[SOURCE PASSAGE]
Segment Open
Cases with HR HPV types only, LR HPV types only, or mixed HR and LR HPV infections were analyzed (Table 4). HR HPV only infection accounted for 67.80% of all 13,349 HPV positive women with an overall prevalence of 17.63%. 1,755 women had two or more HR HPV types (no LR HPV infection), accounting for 13.15% of all 13,349 HPV positive cases. 4.88% women had LR HPV only infection. 13.43% of HPV positive cases showed both HR and LR HPV infections for an overall prevalence of 3.49% for all tested women.

 Table 4 

Distribution for HR and LR HPVs: Single Types and Mixed Types Infections of the 51345 Tested Women

HPV TypesSingle infectionMultiple infections*Total Cases
Positive%Positive%Positive%Prevalence
HR HPV types only729654.66175513.15905167.8017.63%
LR HPV types only236017.681451.09250518.774.88%
Mixed HR and LR HPV types1094**8.206995.24179313.433.49%
Total1075080.53259919.471334910026.0%

*indicating two and more HR HPV types infections in HR HPV only group; two and more LR HPV types infections in LR HPV only group; Two and more HR HPV types or two and more LR HPV types infection in the mixed HR and LR HPV group.
Segment Closed
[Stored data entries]
Segment Open
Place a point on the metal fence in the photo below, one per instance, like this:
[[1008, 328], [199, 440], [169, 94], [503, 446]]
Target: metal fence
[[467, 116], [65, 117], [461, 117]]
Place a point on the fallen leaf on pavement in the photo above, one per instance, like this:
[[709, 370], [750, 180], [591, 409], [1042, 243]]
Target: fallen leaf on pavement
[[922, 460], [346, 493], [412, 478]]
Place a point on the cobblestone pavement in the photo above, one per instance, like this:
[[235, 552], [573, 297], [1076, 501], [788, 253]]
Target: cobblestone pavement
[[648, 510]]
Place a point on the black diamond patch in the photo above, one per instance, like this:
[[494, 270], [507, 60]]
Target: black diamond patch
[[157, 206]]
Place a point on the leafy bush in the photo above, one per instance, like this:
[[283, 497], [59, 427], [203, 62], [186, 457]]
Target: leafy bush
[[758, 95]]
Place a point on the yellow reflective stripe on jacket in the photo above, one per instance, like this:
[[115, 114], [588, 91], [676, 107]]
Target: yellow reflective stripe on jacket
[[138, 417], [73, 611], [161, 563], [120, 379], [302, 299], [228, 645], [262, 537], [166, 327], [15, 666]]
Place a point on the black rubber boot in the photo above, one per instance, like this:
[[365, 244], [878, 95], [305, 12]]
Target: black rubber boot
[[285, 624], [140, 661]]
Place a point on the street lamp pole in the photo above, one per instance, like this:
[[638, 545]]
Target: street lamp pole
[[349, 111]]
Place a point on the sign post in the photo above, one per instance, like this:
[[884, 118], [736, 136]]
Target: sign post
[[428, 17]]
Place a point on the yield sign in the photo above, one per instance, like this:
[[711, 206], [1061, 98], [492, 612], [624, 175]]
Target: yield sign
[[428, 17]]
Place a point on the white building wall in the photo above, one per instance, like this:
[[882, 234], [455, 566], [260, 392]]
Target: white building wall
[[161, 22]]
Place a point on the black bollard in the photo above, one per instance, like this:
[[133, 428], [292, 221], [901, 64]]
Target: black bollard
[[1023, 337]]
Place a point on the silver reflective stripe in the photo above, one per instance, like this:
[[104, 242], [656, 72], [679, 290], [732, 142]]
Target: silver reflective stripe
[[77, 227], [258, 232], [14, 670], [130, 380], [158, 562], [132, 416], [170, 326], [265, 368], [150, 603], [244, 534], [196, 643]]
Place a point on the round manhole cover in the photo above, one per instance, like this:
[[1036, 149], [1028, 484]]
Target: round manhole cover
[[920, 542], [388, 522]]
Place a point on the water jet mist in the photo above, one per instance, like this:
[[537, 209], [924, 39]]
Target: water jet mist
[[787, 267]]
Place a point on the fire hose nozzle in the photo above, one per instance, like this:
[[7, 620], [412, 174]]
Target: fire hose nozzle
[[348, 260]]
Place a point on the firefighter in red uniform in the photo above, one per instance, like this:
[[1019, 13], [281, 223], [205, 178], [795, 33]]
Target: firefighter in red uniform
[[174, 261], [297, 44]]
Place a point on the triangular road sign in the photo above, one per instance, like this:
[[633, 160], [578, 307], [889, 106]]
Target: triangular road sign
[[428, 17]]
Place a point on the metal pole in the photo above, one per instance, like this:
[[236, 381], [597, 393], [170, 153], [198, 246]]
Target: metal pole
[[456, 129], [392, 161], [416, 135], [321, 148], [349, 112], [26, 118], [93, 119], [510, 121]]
Segment Closed
[EXERCISE OBJECTIVE]
Answer these from the HPV prevalence passage:
1. What percentage of the 13,349 HPV-positive women had an HR HPV only infection?
2. How many women had two or more HR HPV types with no LR HPV infection?
3. How many tested women does the title of Table 4 give?

[ANSWER TO THIS EXERCISE]
1. 67.80%
2. 1,755
3. 51,345